BRIEF 1 >> In the article about Senator Craig and Filipino veterans, copy everything from "SEN. CRAIG COMMITTED" down to "of the Committee.".
BRIEF 2 >> Name every calendar year that appears in the article about Senator Craig and Filipino veterans.

GIVEN PASSAGE >>
▬▬▬▬▬▬▬▬▬▬
SEN. CRAIG COMMITTED TO HELPING FILIPINO VETERANS
U.S. Senator Larry Craig thanked Filipino veterans who fought alongside U.S. troops during World War II during a hearing held last Thursday and said he would work to help improve the benefits they receive. Many of them had come to Washington, D.C., to participate in and witness firsthand a hearing held by the Senate Committee on Veterans' Affairs.
"Your service is undeniable. It is historical fact. Victory in the Pacific would not have been assured without that help," said Craig (R-Idaho), the Ranking Member of the Committee.
The U.S. Department of Veterans Affairs has maintained a Regional Office in the Philippines since 1921 and currently operates a medical clinic near the capital city of Manila. It is the only VA facility located outside of the United States. A new VA clinic will soon be built there as part of the U.S. plan to build a new embassy, which is scheduled to be completed in 2010.
The current VA clinic provides services to over 13,000 American veterans living in that island nation, as well medical care for the "Philippine Scouts" - native Filipinos who served in the U.S. Army's Philippine Department beginning in 1901 and on through World War II. Those Filipinos already receive the same benefits as other U.S. veterans.
But Craig said he will not support a new legislative proposal (S. 57) - in its current form - which would grant full VA benefits to those who served in the Philippine Commonwealth Army and to another group known as the New Philippine Scouts.
"While Filipino veterans were certainly U.S. nationals at the time of the war, a fact which heightens our obligation to them, they were also on a path to full independence as members of a sovereign nation. Yes, they fought for U.S. interests against a common enemy. But they also fought for their own homeland. As such, I believe that the governments of the Philippines and the United States collectively share responsibility for the care of these veterans," Craig said.
▬▬▬▬▬▬▬▬▬▬
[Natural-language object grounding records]

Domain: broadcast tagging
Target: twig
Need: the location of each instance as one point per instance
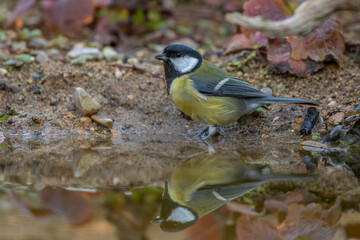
(7, 108)
(309, 122)
(307, 16)
(135, 68)
(7, 104)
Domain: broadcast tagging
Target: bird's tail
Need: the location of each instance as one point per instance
(266, 100)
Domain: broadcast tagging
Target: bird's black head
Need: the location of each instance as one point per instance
(179, 60)
(174, 217)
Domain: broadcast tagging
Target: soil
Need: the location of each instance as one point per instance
(138, 103)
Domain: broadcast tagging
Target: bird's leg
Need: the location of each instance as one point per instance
(212, 130)
(201, 132)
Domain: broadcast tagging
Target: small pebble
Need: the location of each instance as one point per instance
(294, 108)
(42, 57)
(267, 91)
(337, 118)
(85, 121)
(110, 53)
(37, 76)
(105, 122)
(3, 72)
(299, 121)
(84, 52)
(276, 118)
(85, 103)
(252, 129)
(14, 88)
(332, 103)
(118, 73)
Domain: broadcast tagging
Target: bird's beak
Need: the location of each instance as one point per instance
(157, 220)
(161, 57)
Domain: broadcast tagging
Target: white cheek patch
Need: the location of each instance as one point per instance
(181, 215)
(221, 83)
(184, 64)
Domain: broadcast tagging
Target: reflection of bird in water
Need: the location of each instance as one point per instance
(206, 182)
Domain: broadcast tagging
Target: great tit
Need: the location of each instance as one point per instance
(208, 94)
(205, 183)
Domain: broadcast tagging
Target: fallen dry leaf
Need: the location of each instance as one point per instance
(241, 208)
(310, 145)
(67, 16)
(301, 56)
(337, 118)
(255, 230)
(21, 8)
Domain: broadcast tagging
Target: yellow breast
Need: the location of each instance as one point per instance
(211, 110)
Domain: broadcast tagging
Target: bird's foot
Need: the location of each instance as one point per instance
(201, 132)
(211, 131)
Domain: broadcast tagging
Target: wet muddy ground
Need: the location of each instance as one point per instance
(61, 178)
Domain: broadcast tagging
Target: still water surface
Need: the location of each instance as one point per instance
(63, 188)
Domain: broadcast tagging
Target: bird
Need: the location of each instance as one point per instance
(209, 94)
(205, 182)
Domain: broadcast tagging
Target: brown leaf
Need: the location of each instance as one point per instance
(255, 230)
(280, 60)
(241, 208)
(301, 56)
(310, 145)
(309, 222)
(68, 16)
(275, 206)
(274, 10)
(20, 9)
(71, 204)
(295, 197)
(241, 41)
(325, 41)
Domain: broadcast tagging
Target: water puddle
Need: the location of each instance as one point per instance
(166, 187)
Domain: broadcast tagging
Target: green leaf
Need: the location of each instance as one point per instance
(12, 62)
(23, 57)
(3, 118)
(139, 17)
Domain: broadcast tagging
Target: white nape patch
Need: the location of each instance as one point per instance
(221, 83)
(181, 215)
(218, 196)
(184, 64)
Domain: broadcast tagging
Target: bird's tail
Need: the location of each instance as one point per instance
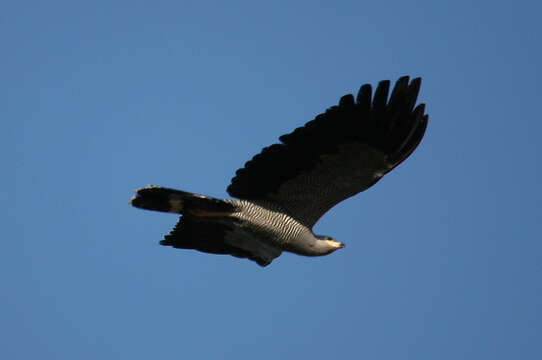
(163, 199)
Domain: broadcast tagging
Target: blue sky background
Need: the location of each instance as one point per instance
(443, 256)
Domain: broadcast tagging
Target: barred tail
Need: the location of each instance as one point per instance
(159, 198)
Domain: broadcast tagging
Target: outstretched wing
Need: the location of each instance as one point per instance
(219, 238)
(338, 154)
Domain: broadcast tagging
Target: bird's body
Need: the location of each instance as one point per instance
(286, 188)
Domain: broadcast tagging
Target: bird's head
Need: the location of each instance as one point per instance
(329, 243)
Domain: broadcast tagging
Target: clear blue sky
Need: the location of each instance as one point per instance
(443, 256)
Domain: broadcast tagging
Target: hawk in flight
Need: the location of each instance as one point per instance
(286, 188)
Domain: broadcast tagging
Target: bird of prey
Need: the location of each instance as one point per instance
(288, 186)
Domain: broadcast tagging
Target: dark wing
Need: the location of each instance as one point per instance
(218, 238)
(338, 154)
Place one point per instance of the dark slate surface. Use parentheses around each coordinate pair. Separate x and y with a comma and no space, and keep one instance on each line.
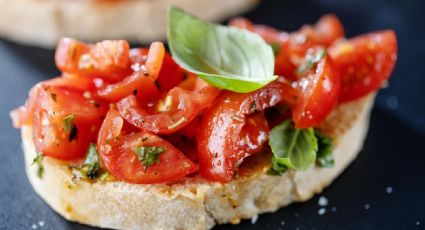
▬▬▬▬▬▬▬▬▬▬
EXPECTED OUTPUT 1 >>
SEN. CRAIG COMMITTED TO HELPING FILIPINO VETERANS
U.S. Senator Larry Craig thanked Filipino veterans who fought alongside U.S. troops during World War II during a hearing held last Thursday and said he would work to help improve the benefits they receive. Many of them had come to Washington, D.C., to participate in and witness firsthand a hearing held by the Senate Committee on Veterans' Affairs.
"Your service is undeniable. It is historical fact. Victory in the Pacific would not have been assured without that help," said Craig (R-Idaho), the Ranking Member of the Committee.

EXPECTED OUTPUT 2 >>
1921
2010
1901